== Text to read

# Andre Iguodala is underrated



## Basel

Of course Steph Curry and Klay Thompson are going to get the most recognition, and they deserve it, but Iggy has been huge in Golden State. When he went down with an injury, the Warriors struggled quite a big. He's been back for a few weeks now and they're on a 10-game winning streak. He's doing a little bit of everything. Playing PG, rebounding, defending, scoring. If the Warriors make any real noise in the playoffs, he may be the biggest reason why. He fits in so well with this team and it seems like nobody is really talking about him. Tone to give credit where it's due.


----------



## R-Star

About as good of a glue guy as there is in the league right now. Give him his own team and they aren't going anywhere, but take the #1 option off his shoulders and he does everything for you out on the court.

Guys like that always seem to fly under the radar, but they're my favorite type of player.


----------



## Basel

R-Star said:


> About as good of a glue guy as there is in the league right now. Give him his own team and they aren't going anywhere, but take the #1 option off his shoulders and he does everything for you out on the court.

====

To do: Carry the forum thread about Andre Iguodala forward from its last line.

== Source data

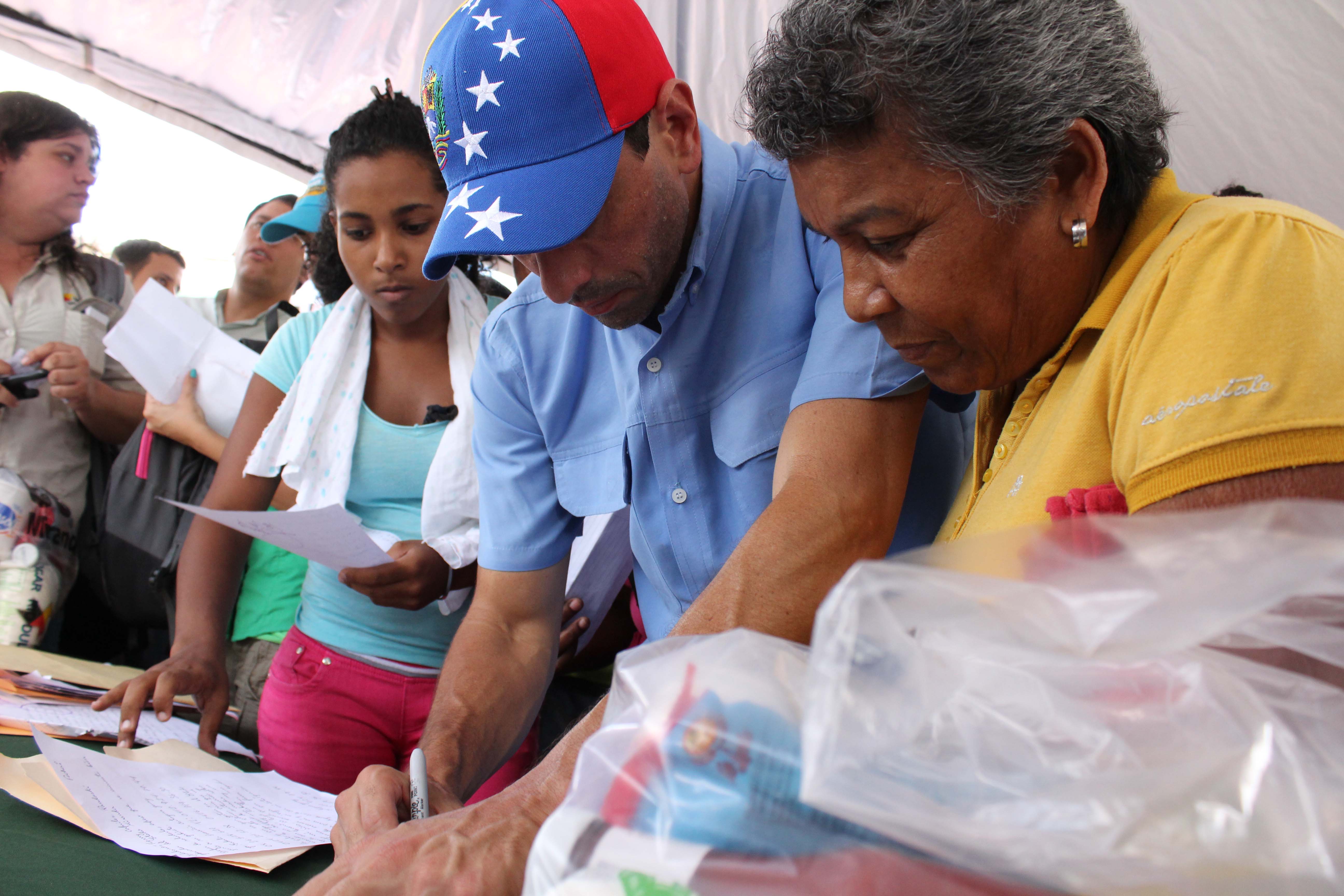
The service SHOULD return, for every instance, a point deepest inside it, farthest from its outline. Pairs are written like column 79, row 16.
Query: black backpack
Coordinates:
column 132, row 547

====

Result of the exercise:
> 
> Guys like that always seem to fly under the radar, but they're my favorite type of player.


It's funny, too, because I feel like he went from overrated in Philadelphia to underrated now in Golden State. Not only does he do a bit of everything, but when he's having an off game, he's still a big energy guy - something statistics don't account for. Just an awesome pick up for the Warriors in the off season.


----------



## BobStackhouse42

He's right ahead of Chris Bosh and Kahwi as the league's best third banana.


----------



## Ben

LeBron-lite.


----------



## Basel

@gi0rdun, have you been watching the Warriors this year? What are your thoughts on Iggy's impact on the team?


----------



## RollWithEm

The most important and simultaneously most underrated part I've noticed about Iggy fitting in seamlessly with this team has been Harrison Barnes' willingness to accept a lesser role and to continue playing hard. Barnes is the unsung hero of this team.


----------



## 77AJ

Been saying Andre Iguodala is the best defensive perimeter player in the league for awhile now. The guy is very underrated.


----------



## 77AJ

RollWithEm said:


> The most important and simultaneously most underrated part I've noticed about Iggy fitting in seamlessly with this team has been Harrison Barnes' willingness to accept a lesser role and to continue playing hard. Barnes is the unsung hero of this team.


This post right here is a perfect example of how underrated Iggy is. Im a big fan of the tar heels, and watched Barnes at UNC and have watched him with Golden State. And while he has huge potential and plays very good already. He's not on Iguodala level. In fact Barnes makes way to many mental errors on the floor if you watch the games. Barnes has a way still to go. Great team though.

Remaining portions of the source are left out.